* EXERCISE INSTRUCTIONS *
Retype each line of the material exactly, please, skipping any picture in it.

* SUPPLIED INFORMATION *

--

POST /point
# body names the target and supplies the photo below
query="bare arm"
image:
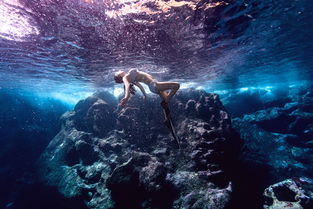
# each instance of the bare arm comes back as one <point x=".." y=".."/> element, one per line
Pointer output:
<point x="127" y="84"/>
<point x="141" y="88"/>
<point x="126" y="92"/>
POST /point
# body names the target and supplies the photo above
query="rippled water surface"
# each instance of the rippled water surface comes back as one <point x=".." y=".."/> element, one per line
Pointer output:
<point x="73" y="46"/>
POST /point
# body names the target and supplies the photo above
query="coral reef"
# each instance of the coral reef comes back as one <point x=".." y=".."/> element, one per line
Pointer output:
<point x="112" y="158"/>
<point x="294" y="193"/>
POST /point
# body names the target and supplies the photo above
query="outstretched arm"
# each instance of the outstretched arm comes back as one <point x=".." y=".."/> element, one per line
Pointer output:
<point x="126" y="92"/>
<point x="141" y="88"/>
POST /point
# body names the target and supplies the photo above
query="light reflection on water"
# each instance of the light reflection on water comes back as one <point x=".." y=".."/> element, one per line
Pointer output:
<point x="76" y="46"/>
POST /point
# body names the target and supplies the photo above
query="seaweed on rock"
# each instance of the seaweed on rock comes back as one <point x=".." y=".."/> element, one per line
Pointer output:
<point x="127" y="159"/>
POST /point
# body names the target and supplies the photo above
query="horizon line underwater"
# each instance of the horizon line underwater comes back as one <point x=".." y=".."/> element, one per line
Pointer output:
<point x="214" y="108"/>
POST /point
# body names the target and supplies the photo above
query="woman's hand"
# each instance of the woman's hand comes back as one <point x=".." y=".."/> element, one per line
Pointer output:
<point x="145" y="98"/>
<point x="123" y="102"/>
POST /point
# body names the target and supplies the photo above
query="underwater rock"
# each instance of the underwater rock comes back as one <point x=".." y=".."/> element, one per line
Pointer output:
<point x="127" y="158"/>
<point x="27" y="124"/>
<point x="281" y="136"/>
<point x="294" y="193"/>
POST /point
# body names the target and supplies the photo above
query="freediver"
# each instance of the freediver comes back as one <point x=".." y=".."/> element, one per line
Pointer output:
<point x="135" y="77"/>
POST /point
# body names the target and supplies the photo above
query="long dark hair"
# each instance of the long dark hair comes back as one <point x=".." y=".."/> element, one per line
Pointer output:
<point x="132" y="89"/>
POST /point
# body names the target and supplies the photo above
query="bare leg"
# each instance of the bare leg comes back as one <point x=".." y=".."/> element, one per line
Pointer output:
<point x="163" y="86"/>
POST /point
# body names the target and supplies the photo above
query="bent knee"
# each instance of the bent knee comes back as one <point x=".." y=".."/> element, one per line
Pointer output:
<point x="177" y="86"/>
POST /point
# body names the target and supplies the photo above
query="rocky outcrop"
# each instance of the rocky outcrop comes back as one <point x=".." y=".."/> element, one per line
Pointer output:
<point x="111" y="158"/>
<point x="27" y="124"/>
<point x="294" y="193"/>
<point x="281" y="136"/>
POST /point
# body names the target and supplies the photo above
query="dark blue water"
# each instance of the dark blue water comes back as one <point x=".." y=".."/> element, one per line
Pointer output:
<point x="255" y="54"/>
<point x="73" y="46"/>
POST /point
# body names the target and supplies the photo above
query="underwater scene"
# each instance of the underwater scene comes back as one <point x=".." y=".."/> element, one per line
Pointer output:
<point x="156" y="104"/>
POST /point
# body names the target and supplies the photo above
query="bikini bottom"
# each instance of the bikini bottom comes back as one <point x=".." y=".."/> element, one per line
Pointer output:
<point x="152" y="86"/>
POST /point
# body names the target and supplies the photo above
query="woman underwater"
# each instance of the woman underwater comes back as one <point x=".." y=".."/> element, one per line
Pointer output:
<point x="134" y="77"/>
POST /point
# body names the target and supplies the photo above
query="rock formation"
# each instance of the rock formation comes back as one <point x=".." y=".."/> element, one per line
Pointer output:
<point x="294" y="193"/>
<point x="112" y="158"/>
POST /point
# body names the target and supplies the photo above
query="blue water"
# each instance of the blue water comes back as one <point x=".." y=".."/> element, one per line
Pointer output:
<point x="67" y="49"/>
<point x="55" y="52"/>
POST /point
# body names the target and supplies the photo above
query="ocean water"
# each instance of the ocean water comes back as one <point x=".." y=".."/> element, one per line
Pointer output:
<point x="256" y="54"/>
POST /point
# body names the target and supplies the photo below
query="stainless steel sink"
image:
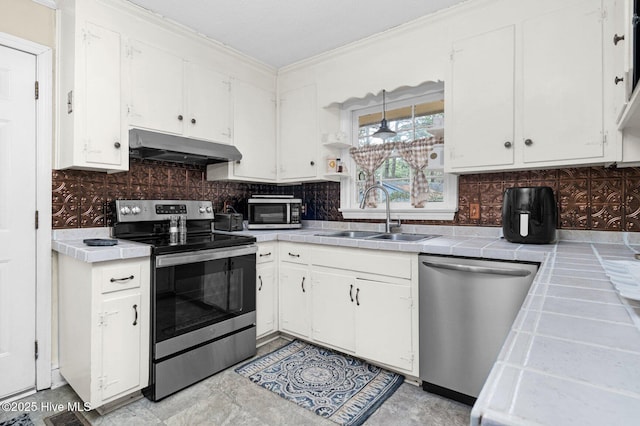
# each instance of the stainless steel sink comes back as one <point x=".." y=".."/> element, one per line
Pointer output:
<point x="403" y="237"/>
<point x="350" y="234"/>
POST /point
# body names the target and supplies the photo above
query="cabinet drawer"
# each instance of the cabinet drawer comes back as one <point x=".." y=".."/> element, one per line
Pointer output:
<point x="266" y="253"/>
<point x="119" y="277"/>
<point x="295" y="253"/>
<point x="381" y="263"/>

--

* ANSWER FOR THE TASK *
POST /point
# body names the target and supplies the photo below
query="bare arm"
image:
# each instance of the bare arm comes back as one <point x=".." y=".."/> element, one per line
Pointer output:
<point x="127" y="84"/>
<point x="141" y="88"/>
<point x="126" y="92"/>
POST /point
# body names the target and supplies the photo above
query="rippled water surface"
# each instance of the rippled water surface comes back as one <point x=".." y=".."/> element, one per line
Pointer output:
<point x="73" y="46"/>
POST /point
# body names the target and supplies the photo above
query="coral reef"
# each instance of the coral reef comes back as one <point x=".." y=".."/> element, one per line
Pointer output:
<point x="112" y="158"/>
<point x="294" y="193"/>
POST /point
# body names the target and supplies the photo above
query="outstretched arm"
# each instance of the outstretched arm comes back as one <point x=".." y=".."/> element, one per line
Pointer output:
<point x="126" y="92"/>
<point x="141" y="88"/>
POST /point
# body names the target and supplies the photo above
query="light reflection on water"
# each instance of the light reflection on water comes back as one <point x=".." y=".."/> element, one per line
Pointer output:
<point x="76" y="46"/>
POST /point
# body names the target and supplies the photo above
query="seaweed on rock"
# each instance of the seaweed on rock comes back as one <point x=".." y=".."/> element, one per line
Pointer output:
<point x="127" y="159"/>
POST /point
# body names the target and supplies the photo above
query="horizon line underwater"
# each instance of the horizon line underwater comes back as one <point x=".." y=".."/> element, one per line
Pointer output:
<point x="214" y="108"/>
POST /point
# body names the target and supplies the photo above
query="woman's hand"
# each instance of the woman's hand comes back as one <point x=".." y=".."/> element, one per line
Pointer output:
<point x="145" y="98"/>
<point x="123" y="102"/>
POST /point
# body names the target and supplies the photo above
query="underwater rock"
# each instance of the underwater rock comes back as one <point x=".." y=".."/> element, one per line
Pointer output:
<point x="127" y="158"/>
<point x="27" y="124"/>
<point x="281" y="136"/>
<point x="294" y="193"/>
POST /point
# body names the target and supplies the photo above
query="freediver"
# each instance of the freediver comes back as one <point x=".." y=".."/> element, one per line
Pointer output:
<point x="135" y="77"/>
POST /point
# body names the target and supplies the photo above
query="long dark hair"
# each instance of the long dark hair comes back as one <point x=".." y=".."/> element, one per line
Pointer output:
<point x="132" y="89"/>
POST /point
# body names the target and supplies the photo above
query="bare leg"
# each instance of the bare leg comes back as one <point x=".." y=".."/> element, one per line
Pointer output:
<point x="163" y="86"/>
POST /point
# body names the target and supplies the photo above
query="bent knee"
# each instance of the bent knee comes back as one <point x=".." y=".."/> element, one per line
Pointer output:
<point x="177" y="86"/>
POST /point
# body names the target and supplies the photo above
query="rocky outcrop"
# each instance of the rocky outcrop comes back as one <point x=".." y=".."/> element, one per line
Pointer output:
<point x="111" y="158"/>
<point x="27" y="124"/>
<point x="294" y="193"/>
<point x="281" y="136"/>
POST /point
# body names the target and supplies the photo above
query="dark blue water"
# each instance of the dark blue water comes back as one <point x=".." y=".."/> element, one per line
Pointer output:
<point x="255" y="54"/>
<point x="73" y="46"/>
POST /point
# body names the target and supplies the photo above
query="underwater scene"
# each instance of the underwater scene comes back as one <point x=".." y=".."/> element, one per line
Pointer output:
<point x="156" y="104"/>
POST /point
# body names the target and supplies the photo above
query="bikini bottom"
# each instance of the bikini bottom comes back as one <point x=".." y=".."/> element, one per line
Pointer output:
<point x="152" y="86"/>
POST /point
# body names the target and supplies the photo above
query="woman underwater"
# each instance of the woman underwater comes back as one <point x=".." y=".."/> element, one per line
Pointer output:
<point x="134" y="77"/>
POST /point
# body names the target and supplies the photo above
query="rock formation"
# each instance of the rock formation comes back as one <point x=".." y=".."/> element, one per line
Pointer output:
<point x="294" y="193"/>
<point x="112" y="158"/>
POST /point
# body names the target and supplies the photo above
query="blue water"
# each instance of the blue water comes back as one <point x=".." y=".."/> element, one per line
Pointer output:
<point x="67" y="49"/>
<point x="55" y="52"/>
POST /point
# body names the target and supplies the photo above
query="ocean water"
# each instance of the ocean water comes back as one <point x=".." y=".."/> element, one per line
Pointer output:
<point x="256" y="54"/>
POST /point
# body names the target and supplies the photo below
query="stainless steel sink"
image:
# each instance of the stainless steel sink comes back as one <point x=".." y=".."/> element, one per line
Pointer output:
<point x="403" y="237"/>
<point x="350" y="234"/>
POST /point
# body names the target and supplies the photo above
query="cabinet drawer"
# each instance of the cabinet drawer comes back as one <point x=".." y=".."/> element, one per line
Pointer output:
<point x="266" y="253"/>
<point x="119" y="277"/>
<point x="295" y="253"/>
<point x="381" y="263"/>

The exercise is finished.